- Source passage
## BEGIN

With its bifurcated narrative by screenwriters Lucinda Coxon and Nick Drake based on a memoir by its subject's daughter Barbara Winton, One Life finds both Hopkins and Johnny Flynn portraying English stockbroker Nicholas Winton, who engineered a system to take Jewish children out of Nazi-occupied Czechoslovakia in the late 1930s and set them up in British foster homes. It's an astounding piece of World War II history, partly because Winton was so self-effacing about his miraculous humanitarian mission that he waited nearly 50 years to inform the public of it – and even then it wasn't Winton who shared the story. (Rather, it was the team behind the popular BBC series That's Life!, a reality-based program largely known, and frequently derided, for its cheesy comedy bits.) The focus of Hawes' film is split in two, with roughly half of its time spent with Flynn's Winton in the '30s, demonstrating how the life-saving process was initiated and carried through, and the other half devoted to Hopkins' septuagenarian Winton, in 1988, as he struggles with finding the proper home for his scrapbook of achievements and heartbreaking personal failures. The '30s portion engaged me. The '80s portion wrecked me.
The only significant detriment here is one that many, if not most, of its viewers will actually consider a perk, because if there were a dictionary entry for “Handsomely Produced British Character Drama,” a still from One Life would likely accompany it. Hawes' staging is conventional, his pacing unhurried, his approach resolutely unthreatening; it's a coffee-table movie. With '30s-era Winton so sheepish and admirably modest, there's also little evident passion or electricity even when the material demands it, and Hawes lingers perhaps a bit too long on the downtrodden faces of the soon-to-be refugees. It's important to understand how haunted the elder Winton is by the faces of those he did and didn't save, but the litany of traumatized-child closeups veers dangerously close to overt manipulation.
That said, the acting in the WWII segments is first-rate – in addition to Flynn, we get Helena Bonham Carter, Romola Garai, and Alex Sharp – and barring an unconvincing setup to Winton's first That's Life! appearance, just about everything in the '80s segments works terrifically well. This includes the contributions of Lena Olin as Winton's wife Greta, Marthe Keller as the instrumental wife of a media magnate, and, in a wondrous one-scene cameo, Jonathan Pryce as a member of Winton's original escape-strategy team who remained a decades-long friend. (Hopkins and Pryce exude the same relaxed, playful chemistry – iconic actors exuding absolute joy in their profession and their shared company – that they demonstrated in 2019's The Two Popes.) Needless to say, though, it's Hopkins who makes the whole of One Life fly, filling his Nicholas Winton with so much expressiveness, motivation, and staggering empathy that the apparent ease of the achievement is nearly breathtaking. At age 86, the stage and screen legend hardly needs to keep giving topnotch, complexly thought-out performances; Hopkins has already given us more than his share. But here's hoping he never stops.

## END

- Data shown
## BEGIN

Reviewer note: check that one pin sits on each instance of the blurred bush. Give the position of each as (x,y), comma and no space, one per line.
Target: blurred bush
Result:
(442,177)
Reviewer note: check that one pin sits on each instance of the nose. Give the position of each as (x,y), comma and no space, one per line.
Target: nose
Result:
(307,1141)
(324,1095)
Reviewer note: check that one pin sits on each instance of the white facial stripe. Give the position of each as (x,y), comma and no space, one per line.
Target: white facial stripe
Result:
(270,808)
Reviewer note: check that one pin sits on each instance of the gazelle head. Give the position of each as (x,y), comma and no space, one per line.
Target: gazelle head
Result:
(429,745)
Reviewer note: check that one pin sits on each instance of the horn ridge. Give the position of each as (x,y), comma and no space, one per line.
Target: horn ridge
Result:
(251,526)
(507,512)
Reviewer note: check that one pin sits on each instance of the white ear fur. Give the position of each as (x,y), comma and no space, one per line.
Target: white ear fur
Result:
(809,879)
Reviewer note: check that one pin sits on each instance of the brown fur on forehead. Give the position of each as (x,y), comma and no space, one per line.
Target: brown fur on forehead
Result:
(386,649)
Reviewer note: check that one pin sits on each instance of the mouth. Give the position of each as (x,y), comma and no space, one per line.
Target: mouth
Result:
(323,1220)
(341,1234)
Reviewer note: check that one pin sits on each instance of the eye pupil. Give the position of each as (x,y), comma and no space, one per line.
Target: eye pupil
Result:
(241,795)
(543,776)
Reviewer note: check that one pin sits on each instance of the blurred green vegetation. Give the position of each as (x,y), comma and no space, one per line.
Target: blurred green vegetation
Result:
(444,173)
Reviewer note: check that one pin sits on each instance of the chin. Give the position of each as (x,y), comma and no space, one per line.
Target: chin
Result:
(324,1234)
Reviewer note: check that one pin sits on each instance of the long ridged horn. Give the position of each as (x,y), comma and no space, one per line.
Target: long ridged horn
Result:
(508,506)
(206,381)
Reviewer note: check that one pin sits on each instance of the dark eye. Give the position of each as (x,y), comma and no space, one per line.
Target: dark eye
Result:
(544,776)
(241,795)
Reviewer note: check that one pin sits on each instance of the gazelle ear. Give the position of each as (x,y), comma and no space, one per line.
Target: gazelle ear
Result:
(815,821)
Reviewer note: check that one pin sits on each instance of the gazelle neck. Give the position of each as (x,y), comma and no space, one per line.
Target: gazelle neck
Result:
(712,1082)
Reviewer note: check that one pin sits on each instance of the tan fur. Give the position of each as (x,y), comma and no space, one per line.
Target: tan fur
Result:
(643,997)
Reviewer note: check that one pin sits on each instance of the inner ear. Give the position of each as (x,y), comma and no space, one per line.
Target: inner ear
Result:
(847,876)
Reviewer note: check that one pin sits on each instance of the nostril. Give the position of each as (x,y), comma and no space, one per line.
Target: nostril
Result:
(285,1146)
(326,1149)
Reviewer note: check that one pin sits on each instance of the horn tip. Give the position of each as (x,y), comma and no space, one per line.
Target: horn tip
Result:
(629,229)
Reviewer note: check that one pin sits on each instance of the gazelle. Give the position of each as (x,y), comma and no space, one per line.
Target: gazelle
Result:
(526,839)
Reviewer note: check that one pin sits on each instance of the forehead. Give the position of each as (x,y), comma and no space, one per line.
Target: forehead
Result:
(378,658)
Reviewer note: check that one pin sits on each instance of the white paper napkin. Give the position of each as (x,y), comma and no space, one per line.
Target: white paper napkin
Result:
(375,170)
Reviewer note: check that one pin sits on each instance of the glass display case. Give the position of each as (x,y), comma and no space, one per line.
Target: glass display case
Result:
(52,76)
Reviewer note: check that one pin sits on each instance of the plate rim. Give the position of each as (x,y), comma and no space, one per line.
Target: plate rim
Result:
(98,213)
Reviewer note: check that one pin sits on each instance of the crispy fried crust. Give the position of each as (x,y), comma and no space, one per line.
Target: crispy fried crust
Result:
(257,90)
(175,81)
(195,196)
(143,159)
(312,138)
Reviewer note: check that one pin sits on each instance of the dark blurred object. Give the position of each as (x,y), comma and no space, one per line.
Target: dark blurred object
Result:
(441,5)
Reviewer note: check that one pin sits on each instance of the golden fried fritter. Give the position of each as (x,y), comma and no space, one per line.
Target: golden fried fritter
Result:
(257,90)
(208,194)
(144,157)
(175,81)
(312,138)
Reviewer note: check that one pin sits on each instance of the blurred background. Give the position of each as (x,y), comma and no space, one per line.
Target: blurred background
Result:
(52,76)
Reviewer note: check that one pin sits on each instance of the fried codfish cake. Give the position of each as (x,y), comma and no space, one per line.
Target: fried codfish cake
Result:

## END

- Task list
1. In the One Life review, which actor plays Winton's wife Greta?
2. List every actor the One Life review names as appearing in the film.
3. Return the passage of the One Life review starting with "The only significant" and going on through "to overt manipulation.".

- Outputs in order
1. Lena Olin

2. Hopkins, Johnny Flynn, Helena Bonham Carter, Romola Garai, Alex Sharp, Lena Olin, Marthe Keller, Jonathan Pryce

3.
The only significant detriment here is one that many, if not most, of its viewers will actually consider a perk, because if there were a dictionary entry for “Handsomely Produced British Character Drama,” a still from One Life would likely accompany it. Hawes' staging is conventional, his pacing unhurried, his approach resolutely unthreatening; it's a coffee-table movie. With '30s-era Winton so sheepish and admirably modest, there's also little evident passion or electricity even when the material demands it, and Hawes lingers perhaps a bit too long on the downtrodden faces of the soon-to-be refugees. It's important to understand how haunted the elder Winton is by the faces of those he did and didn't save, but the litany of traumatized-child closeups veers dangerously close to overt manipulation.